## Assignment:
Copy out the entries exactly, from the first line to the last.

(Saved entries)
::::

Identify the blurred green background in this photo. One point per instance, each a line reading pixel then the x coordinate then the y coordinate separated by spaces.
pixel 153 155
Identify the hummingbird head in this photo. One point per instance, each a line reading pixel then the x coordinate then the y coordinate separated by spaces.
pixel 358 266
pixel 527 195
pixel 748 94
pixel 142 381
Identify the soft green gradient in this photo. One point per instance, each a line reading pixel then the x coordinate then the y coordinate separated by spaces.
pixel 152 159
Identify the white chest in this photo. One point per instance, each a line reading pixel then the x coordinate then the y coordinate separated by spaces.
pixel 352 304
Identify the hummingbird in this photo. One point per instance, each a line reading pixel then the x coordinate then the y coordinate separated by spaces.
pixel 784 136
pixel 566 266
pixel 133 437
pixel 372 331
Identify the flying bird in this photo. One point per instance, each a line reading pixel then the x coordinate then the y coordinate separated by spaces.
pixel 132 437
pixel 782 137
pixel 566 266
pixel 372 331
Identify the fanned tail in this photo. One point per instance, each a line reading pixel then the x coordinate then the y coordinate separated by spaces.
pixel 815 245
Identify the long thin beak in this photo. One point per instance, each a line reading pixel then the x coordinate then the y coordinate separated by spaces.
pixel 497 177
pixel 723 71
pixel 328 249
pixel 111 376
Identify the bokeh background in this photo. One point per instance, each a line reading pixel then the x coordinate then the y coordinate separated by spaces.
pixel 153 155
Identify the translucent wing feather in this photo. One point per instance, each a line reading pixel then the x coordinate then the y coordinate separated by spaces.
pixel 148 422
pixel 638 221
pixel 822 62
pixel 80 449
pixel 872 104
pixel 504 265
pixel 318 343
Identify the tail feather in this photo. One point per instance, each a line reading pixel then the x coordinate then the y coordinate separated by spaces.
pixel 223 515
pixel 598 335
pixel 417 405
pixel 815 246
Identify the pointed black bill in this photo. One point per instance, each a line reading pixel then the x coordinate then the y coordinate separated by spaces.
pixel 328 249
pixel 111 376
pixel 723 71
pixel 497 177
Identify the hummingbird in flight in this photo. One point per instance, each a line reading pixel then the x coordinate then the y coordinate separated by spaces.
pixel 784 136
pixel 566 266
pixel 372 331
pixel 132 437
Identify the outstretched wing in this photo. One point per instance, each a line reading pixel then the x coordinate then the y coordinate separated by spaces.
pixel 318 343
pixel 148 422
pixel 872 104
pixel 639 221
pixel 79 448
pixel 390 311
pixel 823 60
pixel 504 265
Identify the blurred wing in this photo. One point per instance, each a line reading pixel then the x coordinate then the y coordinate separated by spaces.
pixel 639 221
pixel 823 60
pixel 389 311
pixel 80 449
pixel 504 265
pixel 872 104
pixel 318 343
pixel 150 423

::::

## Problem solution:
Identify the blurred green background in this photo. One point per instance, each a line reading pixel then the x coordinate then the y coordinate separated by spaces.
pixel 153 155
Identify the hummingbird head in this photo. One point per instance, each a line reading pixel then the x coordinate then the y coordinate separated by spaces.
pixel 358 266
pixel 527 195
pixel 748 94
pixel 142 381
Identify the soft green gradient in this photo. One point per instance, each a line reading pixel then the x coordinate then the y coordinate separated by spaces.
pixel 152 159
Identify the white chest in this photo. One point per instance, each a line reading pixel then the x coordinate then the y coordinate separated by spaces.
pixel 352 304
Identify the hummingbird in this photo. One point per instance, each a line reading pixel then the x coordinate then the y coordinate separated by spaces.
pixel 784 136
pixel 566 266
pixel 133 437
pixel 372 331
Identify the flying bird in this photo. One point per instance, each a line reading pixel then the x coordinate then the y coordinate separated by spaces.
pixel 132 437
pixel 782 137
pixel 566 266
pixel 372 331
Identify the fanned tail in this photo. One point per instance, each a line reading pixel then the x coordinate then the y coordinate separated by spaces.
pixel 815 245
Identify the long thin beak in this photo. One point per instance, each a line reading pixel then the x coordinate then the y coordinate separated by spaces.
pixel 497 177
pixel 723 71
pixel 328 249
pixel 111 376
Identify the bokeh background in this photo. One point per instance, each a line reading pixel then the x coordinate then the y coordinate separated by spaces.
pixel 153 155
Identify the translucent wing feather in this photo. One point per instance, each a line reading pixel then the x coordinate then the y coordinate separated by spaces.
pixel 148 422
pixel 638 221
pixel 822 62
pixel 80 449
pixel 872 104
pixel 504 265
pixel 318 343
Identify the tail feather in this photo. One point per instance, each a line reading pixel then the x coordinate then the y coordinate separated by spaces.
pixel 223 515
pixel 598 335
pixel 417 405
pixel 815 246
Identify the pointed black bill in this photo. One point per instance, each a line reading pixel then the x coordinate then the y coordinate separated by spaces.
pixel 328 249
pixel 111 376
pixel 723 71
pixel 497 177
Identify the hummingbird in flight in this photo. One point per instance, each a line reading pixel then the x coordinate then the y coordinate separated by spaces.
pixel 784 136
pixel 566 266
pixel 372 331
pixel 132 437
Identify the outstretched wing in this photo. One point per instance, each a line reading pixel then the x coordinate then the y coordinate separated by spaces.
pixel 318 343
pixel 148 422
pixel 872 104
pixel 639 221
pixel 79 448
pixel 390 311
pixel 823 60
pixel 504 265
Identify the blurred wing in this photo. One point per instance, each a line reading pixel then the x coordinate then the y coordinate separated by spaces.
pixel 639 221
pixel 823 60
pixel 389 311
pixel 80 449
pixel 504 265
pixel 872 104
pixel 318 343
pixel 150 423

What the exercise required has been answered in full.